**DIRECTION**
Please swap "agriculture field log" for "farm survey record" in the lines between the one holding "Pin the bird's face" and the one holding "[[44, 162], [250, 165]]", inclusive, and give only those lines back otherwise unchanged, with the pictures left out.

### INPUT DATA

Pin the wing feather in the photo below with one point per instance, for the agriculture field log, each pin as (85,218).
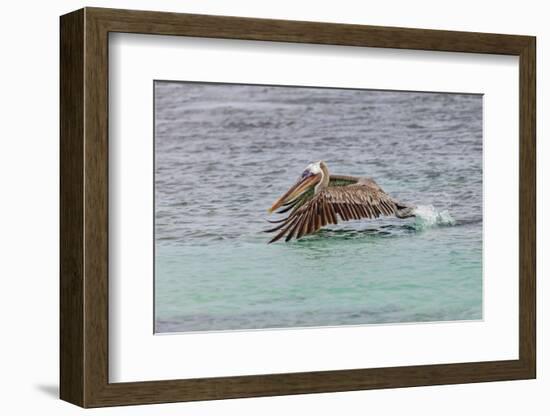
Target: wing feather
(350,199)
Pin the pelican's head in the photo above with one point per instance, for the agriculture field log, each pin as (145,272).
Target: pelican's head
(312,176)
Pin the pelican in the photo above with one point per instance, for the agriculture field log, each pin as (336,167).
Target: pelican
(319,198)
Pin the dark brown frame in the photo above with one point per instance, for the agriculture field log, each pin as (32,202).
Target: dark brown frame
(84,207)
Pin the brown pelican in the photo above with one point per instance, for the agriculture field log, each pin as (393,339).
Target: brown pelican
(319,198)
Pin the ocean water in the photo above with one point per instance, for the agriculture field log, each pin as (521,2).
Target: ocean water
(224,153)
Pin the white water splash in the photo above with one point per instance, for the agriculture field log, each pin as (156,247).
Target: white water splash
(427,216)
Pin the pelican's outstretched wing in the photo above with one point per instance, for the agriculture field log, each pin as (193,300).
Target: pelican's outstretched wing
(363,199)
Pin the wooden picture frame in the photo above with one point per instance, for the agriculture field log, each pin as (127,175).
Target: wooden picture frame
(84,207)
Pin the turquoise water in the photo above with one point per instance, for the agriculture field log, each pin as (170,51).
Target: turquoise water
(224,153)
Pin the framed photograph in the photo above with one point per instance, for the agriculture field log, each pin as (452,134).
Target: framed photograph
(255,207)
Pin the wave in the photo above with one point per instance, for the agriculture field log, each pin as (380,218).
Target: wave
(427,216)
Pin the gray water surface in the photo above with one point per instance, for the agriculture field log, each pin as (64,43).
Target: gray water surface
(224,153)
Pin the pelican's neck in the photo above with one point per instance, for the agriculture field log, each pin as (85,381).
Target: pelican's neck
(325,178)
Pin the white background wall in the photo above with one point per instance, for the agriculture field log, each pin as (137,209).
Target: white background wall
(29,85)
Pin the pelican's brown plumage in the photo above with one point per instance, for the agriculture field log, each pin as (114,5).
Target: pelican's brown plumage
(319,199)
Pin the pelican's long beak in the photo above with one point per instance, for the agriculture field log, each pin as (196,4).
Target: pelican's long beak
(297,189)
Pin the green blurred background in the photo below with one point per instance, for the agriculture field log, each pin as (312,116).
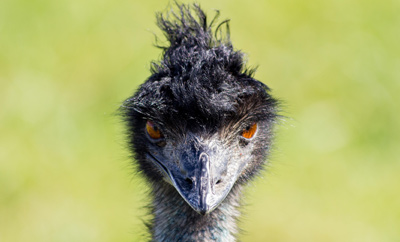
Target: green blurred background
(66,65)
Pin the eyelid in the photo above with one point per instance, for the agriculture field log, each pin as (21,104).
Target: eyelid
(249,133)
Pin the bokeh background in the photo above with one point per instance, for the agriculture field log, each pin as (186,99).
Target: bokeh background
(66,66)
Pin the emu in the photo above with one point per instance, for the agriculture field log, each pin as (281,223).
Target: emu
(200,128)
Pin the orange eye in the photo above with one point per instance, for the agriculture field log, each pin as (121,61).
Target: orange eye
(249,132)
(153,130)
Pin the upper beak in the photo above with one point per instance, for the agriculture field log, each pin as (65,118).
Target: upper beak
(202,178)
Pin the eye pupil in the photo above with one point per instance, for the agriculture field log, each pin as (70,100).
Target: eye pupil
(249,131)
(153,131)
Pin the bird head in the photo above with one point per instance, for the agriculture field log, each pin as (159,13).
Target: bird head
(200,122)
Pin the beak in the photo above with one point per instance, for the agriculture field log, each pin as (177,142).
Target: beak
(202,179)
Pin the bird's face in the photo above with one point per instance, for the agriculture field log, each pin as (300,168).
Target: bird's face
(203,165)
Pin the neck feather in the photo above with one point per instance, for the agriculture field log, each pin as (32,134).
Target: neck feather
(175,220)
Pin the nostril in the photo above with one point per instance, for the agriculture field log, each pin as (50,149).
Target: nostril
(189,181)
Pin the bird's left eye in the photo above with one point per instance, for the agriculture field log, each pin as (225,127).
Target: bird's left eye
(249,131)
(153,131)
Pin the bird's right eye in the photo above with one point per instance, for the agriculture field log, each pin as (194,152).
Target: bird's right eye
(153,131)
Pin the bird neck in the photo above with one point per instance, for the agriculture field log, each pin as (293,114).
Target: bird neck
(175,220)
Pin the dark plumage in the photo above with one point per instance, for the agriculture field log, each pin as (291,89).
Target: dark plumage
(199,128)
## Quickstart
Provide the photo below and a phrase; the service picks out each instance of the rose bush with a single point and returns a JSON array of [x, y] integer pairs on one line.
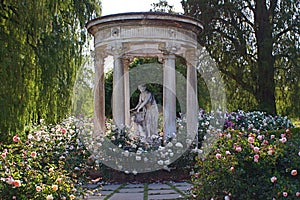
[[44, 162], [250, 165]]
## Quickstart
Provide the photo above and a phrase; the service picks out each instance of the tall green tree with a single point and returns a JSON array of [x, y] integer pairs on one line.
[[41, 45], [255, 44]]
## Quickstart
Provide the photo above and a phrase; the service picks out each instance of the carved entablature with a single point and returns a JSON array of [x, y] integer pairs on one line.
[[146, 34]]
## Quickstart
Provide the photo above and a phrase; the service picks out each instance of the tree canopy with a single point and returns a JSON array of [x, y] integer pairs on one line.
[[256, 46], [41, 44]]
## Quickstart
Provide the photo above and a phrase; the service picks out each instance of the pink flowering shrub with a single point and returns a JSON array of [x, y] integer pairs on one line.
[[45, 163], [262, 165]]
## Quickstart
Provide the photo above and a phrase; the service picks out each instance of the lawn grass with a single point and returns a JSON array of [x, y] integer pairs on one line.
[[296, 122]]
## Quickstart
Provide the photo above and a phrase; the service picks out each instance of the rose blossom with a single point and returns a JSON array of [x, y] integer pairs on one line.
[[63, 130], [250, 139], [3, 155], [256, 149], [49, 197], [283, 140], [273, 179], [17, 183], [238, 148], [54, 187], [218, 156], [260, 137], [16, 138], [272, 136], [33, 154], [9, 180], [38, 188], [285, 194], [294, 172]]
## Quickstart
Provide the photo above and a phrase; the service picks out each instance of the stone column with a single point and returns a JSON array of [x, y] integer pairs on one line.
[[118, 101], [192, 99], [126, 62], [169, 95], [99, 92]]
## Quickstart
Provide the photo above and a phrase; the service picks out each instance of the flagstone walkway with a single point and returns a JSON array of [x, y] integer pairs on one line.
[[151, 191]]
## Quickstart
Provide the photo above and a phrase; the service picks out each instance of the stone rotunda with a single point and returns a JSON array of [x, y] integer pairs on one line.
[[126, 36]]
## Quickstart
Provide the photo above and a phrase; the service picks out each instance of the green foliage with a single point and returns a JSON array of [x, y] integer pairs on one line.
[[41, 43], [154, 70], [44, 161], [255, 45], [245, 165]]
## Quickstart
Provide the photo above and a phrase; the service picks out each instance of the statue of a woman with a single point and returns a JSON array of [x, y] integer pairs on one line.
[[147, 107]]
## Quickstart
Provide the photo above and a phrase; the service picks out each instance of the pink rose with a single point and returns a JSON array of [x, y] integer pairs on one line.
[[265, 142], [273, 179], [294, 172], [3, 155], [260, 137], [251, 140], [283, 140], [9, 180], [256, 157], [38, 188], [17, 183], [256, 149], [33, 154], [272, 136], [218, 156], [63, 130], [16, 138], [238, 148]]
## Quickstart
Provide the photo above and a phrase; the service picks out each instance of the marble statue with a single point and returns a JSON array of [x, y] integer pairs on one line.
[[146, 115]]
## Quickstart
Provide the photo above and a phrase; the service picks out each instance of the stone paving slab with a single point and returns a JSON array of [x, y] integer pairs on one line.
[[161, 196], [155, 191], [155, 186], [134, 186], [161, 192], [131, 190], [127, 196], [110, 187]]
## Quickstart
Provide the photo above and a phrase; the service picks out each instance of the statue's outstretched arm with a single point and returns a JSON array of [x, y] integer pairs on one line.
[[148, 96]]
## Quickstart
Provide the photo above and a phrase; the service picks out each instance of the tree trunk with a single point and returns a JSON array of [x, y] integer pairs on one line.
[[265, 92]]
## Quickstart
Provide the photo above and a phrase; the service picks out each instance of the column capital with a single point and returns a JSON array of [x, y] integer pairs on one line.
[[170, 49], [117, 50]]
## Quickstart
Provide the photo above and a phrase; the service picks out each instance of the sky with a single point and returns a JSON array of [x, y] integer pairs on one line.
[[121, 6]]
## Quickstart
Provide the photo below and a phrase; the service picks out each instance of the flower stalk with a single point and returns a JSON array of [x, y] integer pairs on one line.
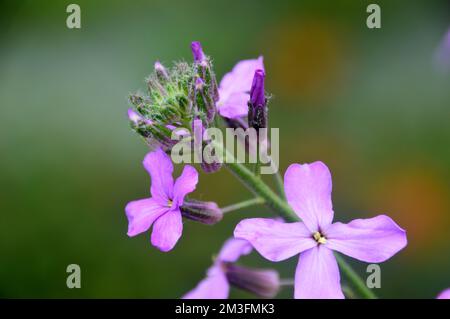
[[244, 204]]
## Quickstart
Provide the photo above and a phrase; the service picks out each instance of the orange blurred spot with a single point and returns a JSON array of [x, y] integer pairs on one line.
[[418, 200], [305, 57]]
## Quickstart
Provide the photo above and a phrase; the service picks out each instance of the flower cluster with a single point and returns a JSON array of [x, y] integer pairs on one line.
[[187, 93]]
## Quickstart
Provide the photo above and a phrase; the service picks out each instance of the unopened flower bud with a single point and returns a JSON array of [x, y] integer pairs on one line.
[[204, 212], [262, 282], [161, 71], [257, 109], [134, 117]]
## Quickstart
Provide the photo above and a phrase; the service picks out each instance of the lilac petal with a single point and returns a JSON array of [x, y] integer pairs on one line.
[[275, 240], [444, 294], [233, 249], [317, 275], [234, 105], [371, 240], [160, 168], [141, 214], [308, 191], [184, 185], [167, 230], [214, 286]]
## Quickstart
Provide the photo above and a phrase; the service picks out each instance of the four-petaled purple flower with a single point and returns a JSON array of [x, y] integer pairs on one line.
[[234, 89], [308, 191], [162, 210], [224, 272]]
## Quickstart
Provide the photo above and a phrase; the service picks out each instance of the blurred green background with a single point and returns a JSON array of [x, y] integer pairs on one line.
[[369, 103]]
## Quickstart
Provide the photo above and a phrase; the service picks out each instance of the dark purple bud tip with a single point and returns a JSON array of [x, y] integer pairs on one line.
[[197, 51], [203, 212], [261, 282], [257, 96], [210, 167]]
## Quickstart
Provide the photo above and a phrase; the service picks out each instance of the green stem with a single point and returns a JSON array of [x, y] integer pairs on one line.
[[244, 204], [279, 184], [259, 188]]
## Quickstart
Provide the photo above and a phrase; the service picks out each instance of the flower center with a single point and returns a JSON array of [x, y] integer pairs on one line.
[[318, 237]]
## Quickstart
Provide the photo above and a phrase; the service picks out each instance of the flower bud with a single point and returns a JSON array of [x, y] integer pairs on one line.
[[204, 212], [257, 110], [261, 282], [209, 163]]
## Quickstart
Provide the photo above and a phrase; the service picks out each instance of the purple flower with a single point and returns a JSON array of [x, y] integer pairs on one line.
[[224, 272], [235, 86], [162, 210], [197, 52], [308, 191], [444, 294]]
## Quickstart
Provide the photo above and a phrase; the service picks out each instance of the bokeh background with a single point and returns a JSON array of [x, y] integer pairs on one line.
[[371, 104]]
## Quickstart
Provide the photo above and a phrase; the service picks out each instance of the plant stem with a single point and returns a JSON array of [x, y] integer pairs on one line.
[[279, 184], [244, 204], [287, 282]]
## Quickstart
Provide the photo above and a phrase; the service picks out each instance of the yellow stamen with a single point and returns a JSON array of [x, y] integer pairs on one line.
[[319, 238]]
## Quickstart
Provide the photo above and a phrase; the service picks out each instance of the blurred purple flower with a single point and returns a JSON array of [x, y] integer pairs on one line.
[[308, 191], [162, 210], [234, 89], [444, 294], [224, 272]]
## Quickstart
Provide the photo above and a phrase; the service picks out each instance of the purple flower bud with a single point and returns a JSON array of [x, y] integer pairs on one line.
[[197, 51], [203, 212], [199, 84], [262, 282], [257, 110], [161, 71], [257, 96]]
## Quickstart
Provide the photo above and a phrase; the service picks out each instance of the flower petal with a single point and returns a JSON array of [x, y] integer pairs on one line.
[[167, 230], [214, 286], [235, 86], [184, 185], [308, 191], [273, 239], [233, 249], [444, 294], [160, 168], [317, 275], [141, 214], [371, 240]]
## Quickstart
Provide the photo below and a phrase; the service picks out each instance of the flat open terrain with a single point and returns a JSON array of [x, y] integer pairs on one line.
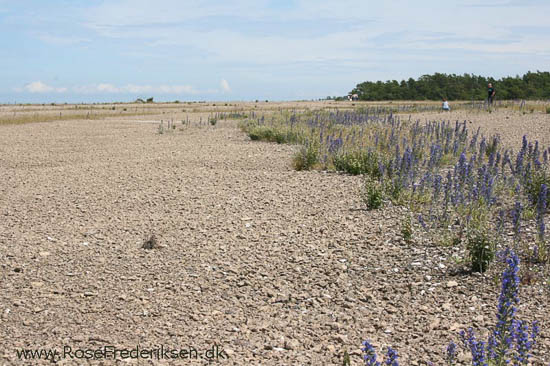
[[277, 267]]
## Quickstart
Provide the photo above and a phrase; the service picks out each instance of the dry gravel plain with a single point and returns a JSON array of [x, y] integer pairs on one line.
[[277, 267]]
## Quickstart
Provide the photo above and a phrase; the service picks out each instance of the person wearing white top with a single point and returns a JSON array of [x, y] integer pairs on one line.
[[446, 106]]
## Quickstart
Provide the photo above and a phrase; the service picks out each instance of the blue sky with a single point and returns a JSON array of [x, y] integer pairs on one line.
[[119, 50]]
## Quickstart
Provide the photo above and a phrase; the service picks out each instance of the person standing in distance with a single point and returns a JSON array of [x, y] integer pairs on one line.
[[490, 94], [445, 105]]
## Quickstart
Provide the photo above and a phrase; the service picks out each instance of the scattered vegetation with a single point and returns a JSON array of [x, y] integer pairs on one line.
[[532, 85], [373, 196], [510, 342]]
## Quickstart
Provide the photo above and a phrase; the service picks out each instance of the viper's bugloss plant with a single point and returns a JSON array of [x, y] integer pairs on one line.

######

**RESULT OF THE EXERCISE**
Pin the bird's face in the photo above with one point per instance, for the farm survey record, each pin as (300,168).
Target: bird's face
(203,165)
Pin the neck feather in the photo above with one point per instance, for the farm survey record, each pin as (32,134).
Target: neck feather
(175,220)
Pin the nostril in the photo above with one point per instance, for the farm survey record, each pin as (50,149).
Target: nostril
(189,181)
Pin the bird's left eye in the photo above with one point per instance, for the farm survey record, each pin as (225,127).
Target: bird's left eye
(249,131)
(153,131)
Pin the bird's right eye in the photo above with one point per instance, for the farm survey record, each pin as (194,152).
Target: bird's right eye
(153,131)
Pin the bird neck in the photo above with one point per instance, for the farm survey record, each pin as (293,114).
Target: bird neck
(175,220)
Pin the dark plumage in the photo above with one point per instance, for the farm survey record, each pin as (291,89).
Target: dark plumage
(199,128)
## Quickstart
Provide the photo below and a phrase; the service picks out each instance of the rose bush with a single point and returns a JSON array of [x, y] integer pairs on one line.
[[44, 162], [250, 165]]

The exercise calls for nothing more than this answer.